- _Objective_: Verbatim output of all the material below is required.

A block of data:
··········

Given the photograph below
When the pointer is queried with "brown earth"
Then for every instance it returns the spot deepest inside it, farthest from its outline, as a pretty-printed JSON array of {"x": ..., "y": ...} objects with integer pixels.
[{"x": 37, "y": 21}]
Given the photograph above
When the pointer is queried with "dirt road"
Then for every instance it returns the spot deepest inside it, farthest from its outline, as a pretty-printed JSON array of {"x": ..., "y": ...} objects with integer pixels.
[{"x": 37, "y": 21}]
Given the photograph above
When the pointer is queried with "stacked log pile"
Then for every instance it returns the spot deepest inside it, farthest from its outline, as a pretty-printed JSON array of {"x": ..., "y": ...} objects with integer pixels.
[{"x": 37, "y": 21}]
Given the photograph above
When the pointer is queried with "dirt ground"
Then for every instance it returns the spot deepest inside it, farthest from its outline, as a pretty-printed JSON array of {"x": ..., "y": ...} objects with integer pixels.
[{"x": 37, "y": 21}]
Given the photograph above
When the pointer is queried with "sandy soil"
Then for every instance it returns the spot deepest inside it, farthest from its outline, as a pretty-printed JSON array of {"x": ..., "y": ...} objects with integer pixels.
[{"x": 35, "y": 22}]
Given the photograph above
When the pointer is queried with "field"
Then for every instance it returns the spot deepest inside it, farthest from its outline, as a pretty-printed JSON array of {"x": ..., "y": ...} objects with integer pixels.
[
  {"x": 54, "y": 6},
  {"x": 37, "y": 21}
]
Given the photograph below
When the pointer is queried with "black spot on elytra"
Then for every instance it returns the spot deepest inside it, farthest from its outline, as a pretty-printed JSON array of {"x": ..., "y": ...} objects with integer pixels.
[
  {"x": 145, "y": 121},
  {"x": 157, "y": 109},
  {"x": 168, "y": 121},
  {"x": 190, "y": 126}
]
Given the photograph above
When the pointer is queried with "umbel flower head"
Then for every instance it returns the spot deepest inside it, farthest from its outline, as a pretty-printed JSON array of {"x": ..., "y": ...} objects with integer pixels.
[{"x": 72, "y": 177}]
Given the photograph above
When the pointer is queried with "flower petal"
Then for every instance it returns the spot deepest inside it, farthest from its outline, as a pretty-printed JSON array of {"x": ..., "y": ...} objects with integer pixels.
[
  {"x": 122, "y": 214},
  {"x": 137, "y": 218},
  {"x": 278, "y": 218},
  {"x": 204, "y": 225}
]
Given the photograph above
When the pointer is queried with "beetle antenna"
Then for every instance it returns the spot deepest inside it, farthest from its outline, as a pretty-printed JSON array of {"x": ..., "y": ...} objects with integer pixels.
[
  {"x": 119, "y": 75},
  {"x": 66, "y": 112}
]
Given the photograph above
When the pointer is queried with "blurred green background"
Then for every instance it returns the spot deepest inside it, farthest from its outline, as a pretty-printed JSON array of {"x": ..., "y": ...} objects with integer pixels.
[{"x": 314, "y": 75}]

··········

- _Result of the exercise_:
Given the photograph below
When the pointer is queried with "brown earth"
Then for every instance it returns the spot deepest inside it, farthest from its outline, as a pretty-printed JSON array of {"x": ..., "y": ...} objects with integer pixels.
[{"x": 37, "y": 21}]
Given the photograph above
When the pointer is queried with "dirt road"
Then for every instance it returns the spot deepest inside it, farthest from its outline, as a pretty-printed JSON array of {"x": ..., "y": ...} objects with integer pixels.
[{"x": 37, "y": 21}]
Given the photograph above
When the pointer is queried with "stacked log pile"
Then for every instance it returns the spot deepest inside it, farthest from its outline, as a pretty-printed JSON array of {"x": ..., "y": ...} objects with integer pixels.
[{"x": 37, "y": 21}]
Given the photograph above
When the pointer is queried with "dirt ground"
Then for every instance it returns the spot deepest inside it, farthest from its outline, as a pretty-printed JSON array of {"x": ..., "y": ...} objects with integer pixels.
[{"x": 37, "y": 21}]
Given the photograph above
When the pointer is queried with "sandy soil"
Then for every instance it returns the spot deepest inside it, farthest from its outline, as a pretty-printed JSON array of {"x": ..., "y": ...} objects with integer pixels.
[{"x": 35, "y": 22}]
Given the photograph above
When the pointer is queried with "field"
Then for every instance it returns the spot deepest inside it, farthest from its outline, as a pretty-printed JSON array of {"x": ..., "y": ...} objects with integer pixels.
[
  {"x": 54, "y": 6},
  {"x": 37, "y": 21}
]
Given the photograph below
When the pointer is queried with "black spot on elytra"
Then for every instance it returns the spot deepest inside it, farthest from its outline, as a pretty-printed JSON array of {"x": ..., "y": ...} objects with integer pixels.
[
  {"x": 145, "y": 121},
  {"x": 157, "y": 109},
  {"x": 168, "y": 121},
  {"x": 190, "y": 126}
]
Given the photograph above
When the pointer is queried with "umbel flower head"
Then for every instance it returns the spot deepest inside it, farthest from its outline, as a pretty-printed JSON array of {"x": ..., "y": ...} objects with integer pixels.
[{"x": 72, "y": 177}]
Given the photograph above
When the pointer is queried with "flower petal"
Then for every instance it returns the spot deepest inside it, farthest from its outline, as a pretty-printed JSON array of {"x": ..., "y": ...} objects with integer pixels.
[
  {"x": 122, "y": 214},
  {"x": 137, "y": 218},
  {"x": 278, "y": 218},
  {"x": 204, "y": 225}
]
Given the photograph above
When the pointer is queried with "beetle antenna"
Then for every instance it returns the spot deepest inside it, farthest from its outline, as a pretty-printed JSON array of {"x": ..., "y": ...} objects with integer pixels.
[
  {"x": 119, "y": 75},
  {"x": 66, "y": 112}
]
Given the photograph above
When the pointer is queried with "blurred green background"
Then for every instance it returns the spot deepest inside it, farthest from its outline, as a pretty-printed JSON array of {"x": ..., "y": ...} objects with integer pixels.
[{"x": 314, "y": 75}]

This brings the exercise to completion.